### Selected passage
§

Do you think there are any feature-talk lovers?
B2B marketers agree that if you pound your audience with "we-we" messaging - meaning talk about your products and services and what they do and how they're different - they'll be turned off.
Writing B2B tech marketing content - are we due for a shift?
I espouse this very message with clients - or, I should say, most clients. The paradigm shift that so many companies need to make is articulated by David Meerman Scott in his video "Nobody Cares About Your Products and Services."
Still, when I watch this video I think about how business decision makers and most consumers are Solution-Talk Lovers, while technical decision makers are generally Solution-Talk Haters.
Here's my case: I've been business to business technology marketing since about 1997. And I've found that there is a strong correlation between geekiness and love of feature talk. But geekiness is not limited to just high tech geeks (who, like Devo and Napolean Dynamite, are totally hot...).
For example, think of the Car Geek who reads articles about the design of a new type of overhead cam. The Camping Gear Geek who reads all the Consumer Reports rankings on sleeping bags then goes to the store and reads all the pull sheets on sleeping bags at REI. There is the Coffee Geek who hand roasts coffee - but only coffee grown in the shade of native trees and without supplemental watering. Diaper Geeks who review the latest diaper tape innovations in parent forums.
Writing for B2B tech marketing: if the shoe fits...

§

### Dataset
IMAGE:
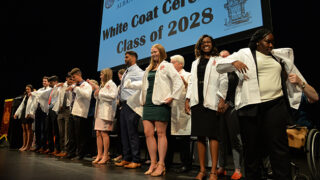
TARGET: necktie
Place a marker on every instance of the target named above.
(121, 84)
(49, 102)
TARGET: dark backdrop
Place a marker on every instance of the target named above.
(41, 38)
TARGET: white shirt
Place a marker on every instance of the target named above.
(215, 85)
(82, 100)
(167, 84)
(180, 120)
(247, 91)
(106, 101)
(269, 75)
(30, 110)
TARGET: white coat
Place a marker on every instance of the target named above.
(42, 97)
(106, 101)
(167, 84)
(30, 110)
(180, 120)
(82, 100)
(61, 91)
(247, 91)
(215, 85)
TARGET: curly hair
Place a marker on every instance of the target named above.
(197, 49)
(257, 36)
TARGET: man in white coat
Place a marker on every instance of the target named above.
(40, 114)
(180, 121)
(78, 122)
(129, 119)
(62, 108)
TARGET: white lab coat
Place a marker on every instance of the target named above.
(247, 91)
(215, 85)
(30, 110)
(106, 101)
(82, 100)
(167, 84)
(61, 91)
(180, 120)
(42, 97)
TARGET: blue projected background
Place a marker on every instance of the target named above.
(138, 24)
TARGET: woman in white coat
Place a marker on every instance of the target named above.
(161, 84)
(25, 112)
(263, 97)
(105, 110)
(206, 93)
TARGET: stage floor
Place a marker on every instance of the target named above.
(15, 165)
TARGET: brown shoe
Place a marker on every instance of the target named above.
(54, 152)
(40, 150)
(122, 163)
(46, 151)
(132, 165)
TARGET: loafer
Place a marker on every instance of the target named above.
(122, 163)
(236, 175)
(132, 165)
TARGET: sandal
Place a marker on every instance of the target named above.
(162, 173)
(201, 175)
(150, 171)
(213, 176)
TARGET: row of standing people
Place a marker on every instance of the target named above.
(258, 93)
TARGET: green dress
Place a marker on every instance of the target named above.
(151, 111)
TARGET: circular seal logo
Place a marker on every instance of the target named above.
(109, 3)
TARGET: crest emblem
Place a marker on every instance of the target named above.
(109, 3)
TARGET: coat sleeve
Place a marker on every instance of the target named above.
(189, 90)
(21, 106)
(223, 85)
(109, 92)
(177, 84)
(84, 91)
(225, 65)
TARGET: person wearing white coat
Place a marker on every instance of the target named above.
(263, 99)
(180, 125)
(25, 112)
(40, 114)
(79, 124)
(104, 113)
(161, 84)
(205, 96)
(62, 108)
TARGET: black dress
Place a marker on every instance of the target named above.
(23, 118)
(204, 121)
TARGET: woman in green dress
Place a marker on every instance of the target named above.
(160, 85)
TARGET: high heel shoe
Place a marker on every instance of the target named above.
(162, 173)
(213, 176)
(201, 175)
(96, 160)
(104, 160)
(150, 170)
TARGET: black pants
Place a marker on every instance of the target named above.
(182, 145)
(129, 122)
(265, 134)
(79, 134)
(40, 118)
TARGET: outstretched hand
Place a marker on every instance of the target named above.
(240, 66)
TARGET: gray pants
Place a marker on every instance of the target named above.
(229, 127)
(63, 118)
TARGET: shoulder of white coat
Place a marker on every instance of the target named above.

§

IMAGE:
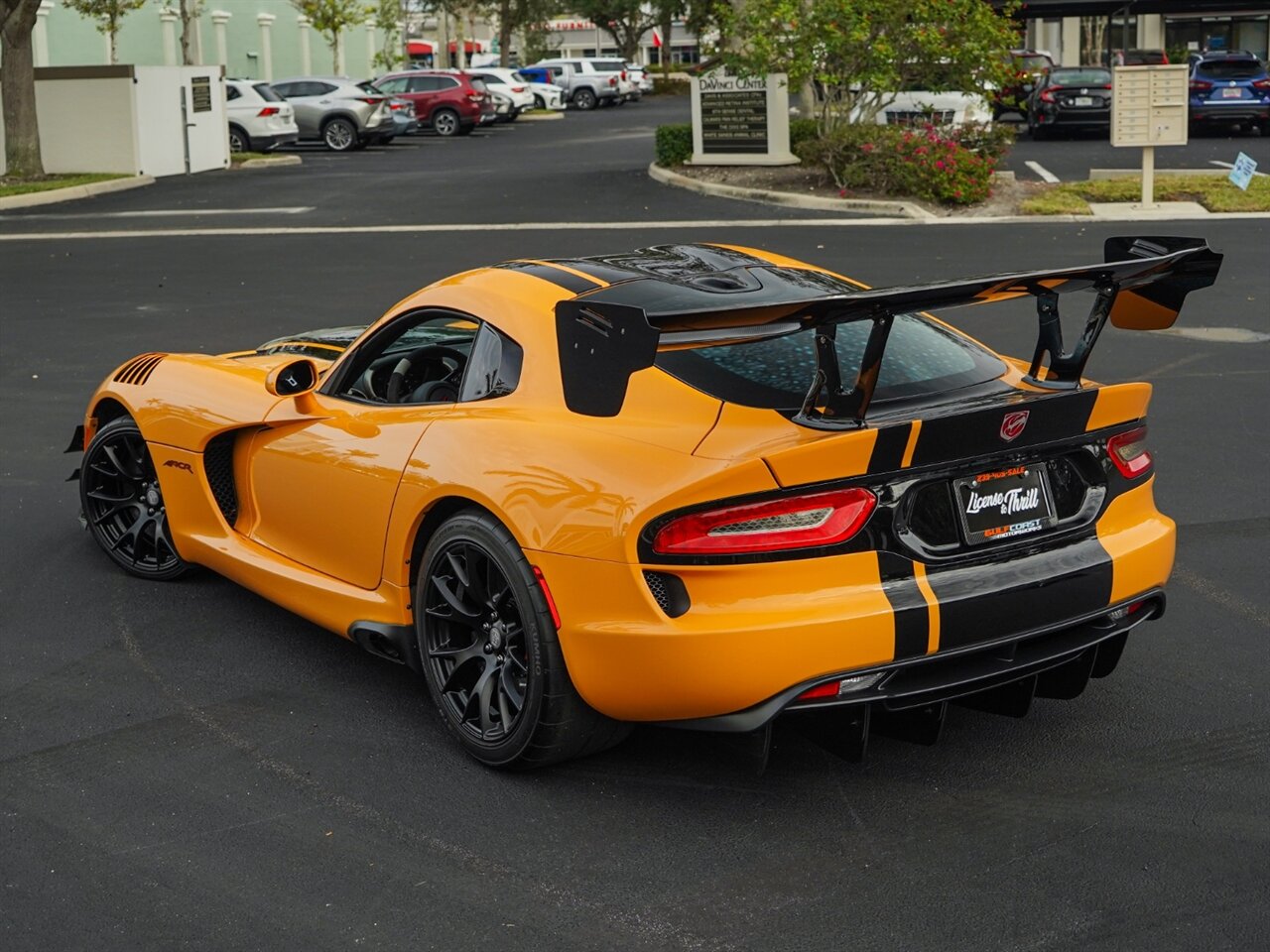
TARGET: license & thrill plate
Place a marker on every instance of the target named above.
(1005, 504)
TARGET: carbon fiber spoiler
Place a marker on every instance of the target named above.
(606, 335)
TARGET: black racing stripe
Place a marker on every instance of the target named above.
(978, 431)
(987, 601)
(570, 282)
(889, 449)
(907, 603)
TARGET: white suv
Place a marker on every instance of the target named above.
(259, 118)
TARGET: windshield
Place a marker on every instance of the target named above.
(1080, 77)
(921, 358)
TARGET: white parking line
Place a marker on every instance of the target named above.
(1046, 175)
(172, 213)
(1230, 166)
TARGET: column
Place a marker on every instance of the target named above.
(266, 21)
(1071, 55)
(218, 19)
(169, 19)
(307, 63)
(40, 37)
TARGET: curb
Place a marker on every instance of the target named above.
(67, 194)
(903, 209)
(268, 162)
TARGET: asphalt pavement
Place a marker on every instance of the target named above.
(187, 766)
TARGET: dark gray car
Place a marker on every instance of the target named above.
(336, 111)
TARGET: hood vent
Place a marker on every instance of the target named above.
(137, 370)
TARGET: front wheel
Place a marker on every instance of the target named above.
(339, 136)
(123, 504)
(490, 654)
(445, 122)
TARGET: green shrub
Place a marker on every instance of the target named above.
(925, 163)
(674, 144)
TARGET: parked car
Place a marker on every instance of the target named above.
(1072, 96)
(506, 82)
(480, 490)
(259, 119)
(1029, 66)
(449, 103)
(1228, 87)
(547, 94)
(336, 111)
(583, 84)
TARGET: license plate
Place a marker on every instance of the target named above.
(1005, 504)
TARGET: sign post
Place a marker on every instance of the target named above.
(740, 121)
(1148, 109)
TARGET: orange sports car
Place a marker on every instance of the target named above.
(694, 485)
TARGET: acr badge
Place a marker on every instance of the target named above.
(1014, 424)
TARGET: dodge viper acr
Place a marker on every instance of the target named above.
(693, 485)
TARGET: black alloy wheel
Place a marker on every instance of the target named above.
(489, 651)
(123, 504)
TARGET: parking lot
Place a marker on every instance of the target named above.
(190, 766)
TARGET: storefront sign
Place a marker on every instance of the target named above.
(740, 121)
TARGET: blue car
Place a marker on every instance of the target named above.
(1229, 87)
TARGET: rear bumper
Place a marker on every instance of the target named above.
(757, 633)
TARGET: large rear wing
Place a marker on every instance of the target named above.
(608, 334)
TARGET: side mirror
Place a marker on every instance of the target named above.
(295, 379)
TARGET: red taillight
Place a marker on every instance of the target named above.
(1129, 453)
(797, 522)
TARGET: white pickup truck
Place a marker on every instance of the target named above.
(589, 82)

§

### Set problem
In the piece on writing B2B tech marketing content, since about what year has the writer been doing business-to-business technology marketing?

### Correct output
Since about 1997.